Excerpts of location labeling listing:
>> begin

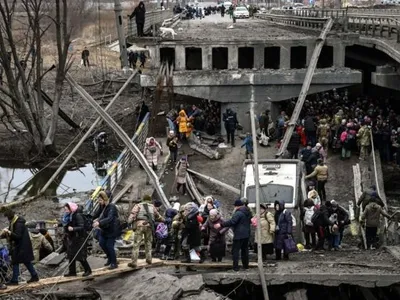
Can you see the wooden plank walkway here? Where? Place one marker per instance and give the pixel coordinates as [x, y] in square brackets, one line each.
[48, 282]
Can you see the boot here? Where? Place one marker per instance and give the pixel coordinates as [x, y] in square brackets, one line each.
[203, 256]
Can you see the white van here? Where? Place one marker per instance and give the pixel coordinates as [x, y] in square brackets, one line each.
[281, 179]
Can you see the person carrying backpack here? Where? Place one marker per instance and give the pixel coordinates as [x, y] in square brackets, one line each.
[76, 239]
[143, 216]
[347, 138]
[107, 220]
[308, 226]
[268, 225]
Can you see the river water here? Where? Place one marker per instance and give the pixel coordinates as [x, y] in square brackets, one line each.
[21, 182]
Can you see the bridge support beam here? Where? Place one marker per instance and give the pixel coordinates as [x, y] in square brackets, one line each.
[386, 76]
[339, 53]
[233, 57]
[285, 57]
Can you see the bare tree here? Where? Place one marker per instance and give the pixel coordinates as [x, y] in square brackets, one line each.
[21, 40]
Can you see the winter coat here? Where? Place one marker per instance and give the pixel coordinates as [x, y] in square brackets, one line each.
[284, 225]
[139, 13]
[108, 221]
[240, 222]
[371, 215]
[39, 242]
[20, 243]
[321, 217]
[294, 142]
[364, 136]
[182, 120]
[321, 172]
[248, 142]
[309, 124]
[192, 231]
[267, 228]
[215, 235]
[76, 245]
[369, 196]
[152, 153]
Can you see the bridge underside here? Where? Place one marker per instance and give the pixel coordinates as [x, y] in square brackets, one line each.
[232, 88]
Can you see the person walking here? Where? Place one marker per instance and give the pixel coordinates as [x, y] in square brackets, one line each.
[321, 173]
[268, 227]
[283, 231]
[240, 222]
[140, 17]
[76, 239]
[106, 219]
[20, 246]
[143, 217]
[85, 57]
[216, 242]
[180, 173]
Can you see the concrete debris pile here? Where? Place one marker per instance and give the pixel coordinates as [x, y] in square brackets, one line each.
[196, 144]
[153, 285]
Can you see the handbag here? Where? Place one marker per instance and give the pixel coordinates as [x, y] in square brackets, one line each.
[289, 245]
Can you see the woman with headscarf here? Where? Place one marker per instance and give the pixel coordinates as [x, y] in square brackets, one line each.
[216, 242]
[267, 231]
[76, 239]
[182, 122]
[191, 237]
[106, 219]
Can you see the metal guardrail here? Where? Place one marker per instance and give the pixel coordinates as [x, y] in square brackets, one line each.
[152, 18]
[124, 161]
[370, 25]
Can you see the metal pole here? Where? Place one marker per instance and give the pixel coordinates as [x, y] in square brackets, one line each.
[121, 34]
[85, 136]
[257, 184]
[123, 136]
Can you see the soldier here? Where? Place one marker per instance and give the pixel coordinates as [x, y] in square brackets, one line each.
[143, 216]
[323, 133]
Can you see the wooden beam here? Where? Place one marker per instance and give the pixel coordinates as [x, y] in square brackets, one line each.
[47, 282]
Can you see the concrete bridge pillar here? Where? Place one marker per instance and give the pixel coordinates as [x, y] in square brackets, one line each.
[285, 57]
[259, 57]
[233, 57]
[339, 53]
[180, 58]
[206, 58]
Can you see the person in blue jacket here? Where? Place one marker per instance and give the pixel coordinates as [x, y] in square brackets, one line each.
[240, 222]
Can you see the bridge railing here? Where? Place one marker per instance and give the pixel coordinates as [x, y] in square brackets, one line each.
[375, 26]
[155, 17]
[124, 161]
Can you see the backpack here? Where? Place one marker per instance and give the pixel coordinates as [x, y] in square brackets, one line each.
[308, 216]
[161, 231]
[349, 137]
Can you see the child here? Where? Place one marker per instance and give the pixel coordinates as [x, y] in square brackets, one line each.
[334, 232]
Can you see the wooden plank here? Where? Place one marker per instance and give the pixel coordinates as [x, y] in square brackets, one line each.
[306, 85]
[48, 282]
[221, 265]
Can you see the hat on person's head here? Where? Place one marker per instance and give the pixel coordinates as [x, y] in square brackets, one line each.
[147, 198]
[238, 202]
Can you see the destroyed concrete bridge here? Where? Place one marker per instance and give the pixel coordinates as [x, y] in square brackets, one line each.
[218, 60]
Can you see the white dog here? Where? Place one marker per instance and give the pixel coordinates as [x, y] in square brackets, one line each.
[166, 30]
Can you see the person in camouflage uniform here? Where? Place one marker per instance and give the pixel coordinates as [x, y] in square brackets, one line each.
[143, 217]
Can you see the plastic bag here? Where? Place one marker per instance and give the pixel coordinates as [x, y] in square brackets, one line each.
[194, 257]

>> end

#### Objective:
Rewrite the listing from the line with "Can you see the white dog" through the end of the listing as a two-column CSV with the columns text and answer. Give one row per item, put each field in double quotes, and turn any line breaks into spaces.

#### Answer:
text,answer
"Can you see the white dog here? Where? Place one marker per instance and give the pixel coordinates as [x, y] in square brackets, one line each.","[166, 30]"
"Can you see the person in camouflage uniform here? Where? Place one marker per instance and give the pixel coordinates as [x, y] in square brackets, one line each.","[143, 217]"
"Can you see the plastic bag here? Where? Place one marker per instance and give the pixel coordinates as [x, y] in square brackets, one line each.","[194, 257]"